▸ WHAT TO PRODUCE
One number is the whole answer: the tally of lines in the records that include the word "parking".

AVAILABLE DATA Start Marker

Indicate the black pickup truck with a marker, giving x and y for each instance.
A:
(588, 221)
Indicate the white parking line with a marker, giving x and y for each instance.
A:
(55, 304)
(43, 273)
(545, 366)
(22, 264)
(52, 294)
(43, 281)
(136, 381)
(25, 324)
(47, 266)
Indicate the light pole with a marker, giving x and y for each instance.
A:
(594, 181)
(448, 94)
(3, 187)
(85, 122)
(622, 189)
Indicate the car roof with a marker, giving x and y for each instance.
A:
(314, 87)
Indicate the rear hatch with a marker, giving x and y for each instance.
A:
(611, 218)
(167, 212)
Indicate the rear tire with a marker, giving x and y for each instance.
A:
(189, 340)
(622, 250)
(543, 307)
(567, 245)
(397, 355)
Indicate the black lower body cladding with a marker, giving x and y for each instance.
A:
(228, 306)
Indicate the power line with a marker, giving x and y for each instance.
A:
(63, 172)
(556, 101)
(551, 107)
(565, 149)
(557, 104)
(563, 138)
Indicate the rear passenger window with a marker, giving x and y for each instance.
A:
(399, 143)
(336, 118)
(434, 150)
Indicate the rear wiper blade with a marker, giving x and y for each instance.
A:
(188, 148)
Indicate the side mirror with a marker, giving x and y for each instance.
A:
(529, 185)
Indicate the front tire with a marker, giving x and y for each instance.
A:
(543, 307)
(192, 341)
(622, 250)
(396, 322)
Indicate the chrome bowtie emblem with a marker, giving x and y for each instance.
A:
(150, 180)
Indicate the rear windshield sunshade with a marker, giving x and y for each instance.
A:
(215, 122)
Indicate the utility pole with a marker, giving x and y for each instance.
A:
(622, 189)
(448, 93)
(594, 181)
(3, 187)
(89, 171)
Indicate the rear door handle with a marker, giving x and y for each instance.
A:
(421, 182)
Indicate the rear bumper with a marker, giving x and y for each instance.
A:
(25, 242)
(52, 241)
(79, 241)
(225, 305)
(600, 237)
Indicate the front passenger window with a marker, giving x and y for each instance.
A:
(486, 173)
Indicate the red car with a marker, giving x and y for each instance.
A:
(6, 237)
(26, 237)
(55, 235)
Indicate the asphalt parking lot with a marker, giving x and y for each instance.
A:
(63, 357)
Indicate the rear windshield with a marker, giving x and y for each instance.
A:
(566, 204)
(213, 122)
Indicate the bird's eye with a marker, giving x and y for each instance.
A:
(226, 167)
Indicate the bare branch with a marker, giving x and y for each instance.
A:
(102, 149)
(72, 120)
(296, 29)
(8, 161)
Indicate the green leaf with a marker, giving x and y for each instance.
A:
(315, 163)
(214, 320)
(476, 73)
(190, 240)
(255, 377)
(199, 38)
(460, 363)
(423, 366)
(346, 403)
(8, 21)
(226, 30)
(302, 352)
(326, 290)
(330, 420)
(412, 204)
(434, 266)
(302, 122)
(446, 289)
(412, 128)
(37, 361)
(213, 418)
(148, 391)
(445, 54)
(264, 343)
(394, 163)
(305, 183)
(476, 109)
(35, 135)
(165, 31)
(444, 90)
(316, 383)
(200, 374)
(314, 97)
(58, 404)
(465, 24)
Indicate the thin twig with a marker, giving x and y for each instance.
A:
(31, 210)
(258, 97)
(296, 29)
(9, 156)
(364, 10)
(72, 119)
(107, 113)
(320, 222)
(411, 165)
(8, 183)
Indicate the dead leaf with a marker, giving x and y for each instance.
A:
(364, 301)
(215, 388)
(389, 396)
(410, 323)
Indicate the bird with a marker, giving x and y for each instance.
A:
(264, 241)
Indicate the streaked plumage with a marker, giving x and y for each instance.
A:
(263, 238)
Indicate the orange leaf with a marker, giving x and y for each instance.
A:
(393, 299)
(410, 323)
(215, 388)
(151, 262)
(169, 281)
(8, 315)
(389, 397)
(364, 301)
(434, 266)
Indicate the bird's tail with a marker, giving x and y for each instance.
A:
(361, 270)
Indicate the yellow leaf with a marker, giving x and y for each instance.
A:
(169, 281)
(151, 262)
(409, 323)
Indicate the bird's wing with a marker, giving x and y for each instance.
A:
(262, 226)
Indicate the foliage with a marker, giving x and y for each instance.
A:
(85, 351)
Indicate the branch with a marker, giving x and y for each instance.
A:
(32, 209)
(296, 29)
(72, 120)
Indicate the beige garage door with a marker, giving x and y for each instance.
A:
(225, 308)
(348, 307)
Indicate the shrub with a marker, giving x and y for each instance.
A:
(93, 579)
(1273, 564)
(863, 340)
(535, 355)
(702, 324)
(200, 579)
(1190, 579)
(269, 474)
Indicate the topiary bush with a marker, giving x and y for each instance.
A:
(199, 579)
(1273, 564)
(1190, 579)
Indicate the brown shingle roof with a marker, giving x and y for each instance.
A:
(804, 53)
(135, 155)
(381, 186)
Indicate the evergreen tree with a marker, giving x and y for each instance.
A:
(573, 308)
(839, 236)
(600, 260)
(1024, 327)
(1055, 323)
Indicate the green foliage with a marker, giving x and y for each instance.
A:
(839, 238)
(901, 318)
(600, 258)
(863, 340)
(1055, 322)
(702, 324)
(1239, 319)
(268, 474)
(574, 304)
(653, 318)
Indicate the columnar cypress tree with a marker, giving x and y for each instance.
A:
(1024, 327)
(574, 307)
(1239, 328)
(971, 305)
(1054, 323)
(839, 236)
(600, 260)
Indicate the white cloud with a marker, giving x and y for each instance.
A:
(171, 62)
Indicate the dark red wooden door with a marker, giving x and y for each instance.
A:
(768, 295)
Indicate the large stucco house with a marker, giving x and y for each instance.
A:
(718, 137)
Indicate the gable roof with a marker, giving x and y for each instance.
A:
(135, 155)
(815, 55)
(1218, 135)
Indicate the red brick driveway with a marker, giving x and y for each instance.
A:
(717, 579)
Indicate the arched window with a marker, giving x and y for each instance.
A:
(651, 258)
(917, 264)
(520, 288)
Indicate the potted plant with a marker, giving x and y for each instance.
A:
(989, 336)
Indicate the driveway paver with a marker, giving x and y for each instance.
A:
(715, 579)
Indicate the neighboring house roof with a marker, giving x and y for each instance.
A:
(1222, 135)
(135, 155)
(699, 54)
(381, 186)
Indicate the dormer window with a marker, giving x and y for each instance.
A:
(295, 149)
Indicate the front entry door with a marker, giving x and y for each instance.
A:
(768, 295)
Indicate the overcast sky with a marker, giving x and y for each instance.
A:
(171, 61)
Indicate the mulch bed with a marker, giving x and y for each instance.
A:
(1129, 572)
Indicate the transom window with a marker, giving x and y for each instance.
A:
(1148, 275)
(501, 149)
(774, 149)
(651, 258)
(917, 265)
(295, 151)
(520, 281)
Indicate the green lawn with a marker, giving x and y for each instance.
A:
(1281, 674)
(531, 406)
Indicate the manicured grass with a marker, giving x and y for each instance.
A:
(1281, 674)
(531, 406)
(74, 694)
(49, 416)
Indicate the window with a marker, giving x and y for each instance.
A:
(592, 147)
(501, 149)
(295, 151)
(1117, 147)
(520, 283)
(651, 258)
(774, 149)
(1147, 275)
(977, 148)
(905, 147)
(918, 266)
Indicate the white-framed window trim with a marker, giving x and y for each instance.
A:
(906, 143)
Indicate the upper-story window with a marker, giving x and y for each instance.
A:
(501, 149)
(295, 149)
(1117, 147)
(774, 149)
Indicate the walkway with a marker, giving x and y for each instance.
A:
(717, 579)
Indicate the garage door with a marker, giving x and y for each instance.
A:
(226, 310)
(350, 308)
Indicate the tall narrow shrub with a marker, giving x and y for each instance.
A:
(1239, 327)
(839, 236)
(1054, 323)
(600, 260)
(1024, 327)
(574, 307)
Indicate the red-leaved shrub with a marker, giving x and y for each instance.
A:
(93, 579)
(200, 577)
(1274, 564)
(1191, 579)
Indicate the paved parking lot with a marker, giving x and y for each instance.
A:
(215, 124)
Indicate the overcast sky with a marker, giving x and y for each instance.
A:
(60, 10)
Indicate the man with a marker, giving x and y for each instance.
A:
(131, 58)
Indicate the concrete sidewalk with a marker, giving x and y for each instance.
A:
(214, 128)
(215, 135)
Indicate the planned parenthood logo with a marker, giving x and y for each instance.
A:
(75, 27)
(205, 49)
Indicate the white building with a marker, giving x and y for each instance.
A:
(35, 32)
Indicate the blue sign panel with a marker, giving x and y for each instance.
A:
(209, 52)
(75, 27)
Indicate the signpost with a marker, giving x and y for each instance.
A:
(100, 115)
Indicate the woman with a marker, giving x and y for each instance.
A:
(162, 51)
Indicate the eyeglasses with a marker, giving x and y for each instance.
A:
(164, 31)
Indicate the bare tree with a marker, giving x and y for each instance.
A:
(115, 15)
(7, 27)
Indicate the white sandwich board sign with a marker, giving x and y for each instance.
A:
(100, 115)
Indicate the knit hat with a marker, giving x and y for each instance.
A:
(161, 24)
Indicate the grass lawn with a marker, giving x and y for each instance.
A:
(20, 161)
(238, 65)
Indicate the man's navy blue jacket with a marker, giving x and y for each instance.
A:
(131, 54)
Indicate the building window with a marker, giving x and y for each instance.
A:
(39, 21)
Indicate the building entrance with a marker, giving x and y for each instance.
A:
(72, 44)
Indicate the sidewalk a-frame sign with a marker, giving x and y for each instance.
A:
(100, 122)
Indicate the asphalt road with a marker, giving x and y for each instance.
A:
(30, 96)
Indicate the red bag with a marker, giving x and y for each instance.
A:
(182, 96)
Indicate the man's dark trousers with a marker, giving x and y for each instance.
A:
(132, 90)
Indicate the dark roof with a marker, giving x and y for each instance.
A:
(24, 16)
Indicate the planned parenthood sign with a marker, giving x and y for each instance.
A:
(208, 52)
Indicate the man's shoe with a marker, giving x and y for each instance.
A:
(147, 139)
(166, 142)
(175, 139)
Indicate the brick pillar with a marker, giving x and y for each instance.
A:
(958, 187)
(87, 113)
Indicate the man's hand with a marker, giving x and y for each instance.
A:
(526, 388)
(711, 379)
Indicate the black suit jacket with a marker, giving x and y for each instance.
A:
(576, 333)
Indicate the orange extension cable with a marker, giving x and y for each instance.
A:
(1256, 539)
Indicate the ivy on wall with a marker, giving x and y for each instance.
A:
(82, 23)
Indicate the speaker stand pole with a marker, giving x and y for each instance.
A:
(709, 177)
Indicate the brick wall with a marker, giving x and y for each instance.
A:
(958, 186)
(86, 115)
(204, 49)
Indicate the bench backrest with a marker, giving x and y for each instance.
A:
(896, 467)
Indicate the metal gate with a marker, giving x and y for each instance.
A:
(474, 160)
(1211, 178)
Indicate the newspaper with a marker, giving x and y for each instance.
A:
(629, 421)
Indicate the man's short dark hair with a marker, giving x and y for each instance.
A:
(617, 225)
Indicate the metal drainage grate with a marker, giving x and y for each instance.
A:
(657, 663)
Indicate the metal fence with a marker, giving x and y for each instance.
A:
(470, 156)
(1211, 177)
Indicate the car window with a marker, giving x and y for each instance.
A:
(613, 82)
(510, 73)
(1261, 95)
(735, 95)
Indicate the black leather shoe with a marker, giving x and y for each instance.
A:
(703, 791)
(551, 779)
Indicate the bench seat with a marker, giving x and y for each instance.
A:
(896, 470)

AVAILABLE DATA End Marker

▸ YOUR SOLUTION
3